__Exercise description__:
Count the lines in the material below that contain the string "belt" and give only that number.

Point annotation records
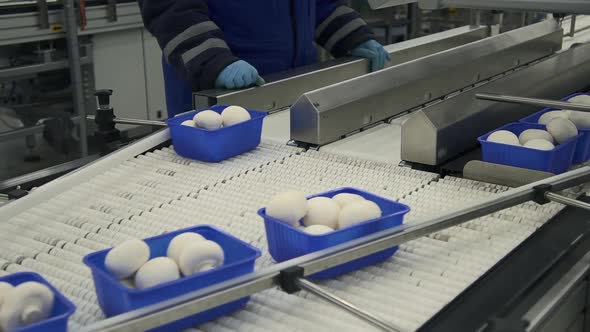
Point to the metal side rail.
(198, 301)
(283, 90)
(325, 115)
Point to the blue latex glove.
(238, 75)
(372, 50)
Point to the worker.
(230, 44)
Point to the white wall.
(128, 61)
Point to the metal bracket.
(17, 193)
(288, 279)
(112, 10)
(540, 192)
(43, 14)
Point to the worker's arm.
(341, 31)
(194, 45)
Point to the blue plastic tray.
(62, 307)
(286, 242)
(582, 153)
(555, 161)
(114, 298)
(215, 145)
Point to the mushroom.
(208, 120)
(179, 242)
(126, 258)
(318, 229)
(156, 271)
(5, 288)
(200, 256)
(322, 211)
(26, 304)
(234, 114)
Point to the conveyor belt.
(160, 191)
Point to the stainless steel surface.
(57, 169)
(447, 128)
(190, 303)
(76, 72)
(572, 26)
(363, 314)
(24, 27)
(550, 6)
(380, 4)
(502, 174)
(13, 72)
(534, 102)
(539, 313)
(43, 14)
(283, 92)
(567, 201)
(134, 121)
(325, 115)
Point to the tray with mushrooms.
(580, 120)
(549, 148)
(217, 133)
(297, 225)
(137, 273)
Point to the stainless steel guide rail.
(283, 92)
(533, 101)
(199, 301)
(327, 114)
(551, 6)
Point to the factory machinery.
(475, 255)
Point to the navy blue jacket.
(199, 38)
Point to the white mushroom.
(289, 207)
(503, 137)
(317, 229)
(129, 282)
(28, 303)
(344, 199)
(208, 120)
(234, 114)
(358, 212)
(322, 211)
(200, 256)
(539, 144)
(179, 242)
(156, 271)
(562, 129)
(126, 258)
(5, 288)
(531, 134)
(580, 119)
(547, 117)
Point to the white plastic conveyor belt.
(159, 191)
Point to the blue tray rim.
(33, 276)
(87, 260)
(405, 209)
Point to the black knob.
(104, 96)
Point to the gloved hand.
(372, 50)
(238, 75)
...
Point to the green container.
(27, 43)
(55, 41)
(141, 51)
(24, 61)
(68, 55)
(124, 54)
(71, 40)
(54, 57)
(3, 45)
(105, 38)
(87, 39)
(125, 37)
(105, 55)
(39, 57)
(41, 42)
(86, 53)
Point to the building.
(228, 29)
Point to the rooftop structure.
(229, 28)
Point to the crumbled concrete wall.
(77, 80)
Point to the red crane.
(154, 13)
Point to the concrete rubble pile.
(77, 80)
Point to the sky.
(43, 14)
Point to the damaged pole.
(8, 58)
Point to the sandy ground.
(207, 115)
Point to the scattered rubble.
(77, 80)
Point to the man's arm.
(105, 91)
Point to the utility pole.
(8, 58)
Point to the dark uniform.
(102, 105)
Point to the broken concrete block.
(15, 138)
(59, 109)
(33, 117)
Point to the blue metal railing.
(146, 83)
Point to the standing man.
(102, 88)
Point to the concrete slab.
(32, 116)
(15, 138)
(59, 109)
...
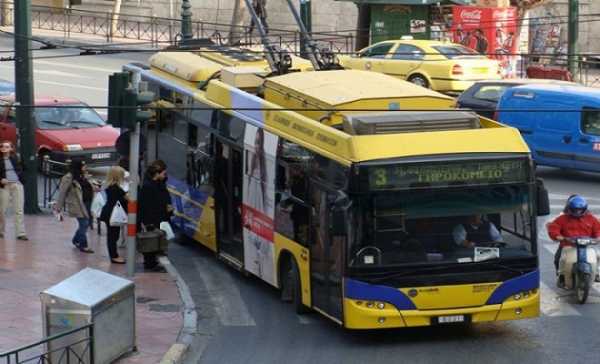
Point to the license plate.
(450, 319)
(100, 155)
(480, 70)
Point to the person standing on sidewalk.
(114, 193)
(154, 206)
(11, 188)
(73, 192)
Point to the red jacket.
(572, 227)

__Final answer__:
2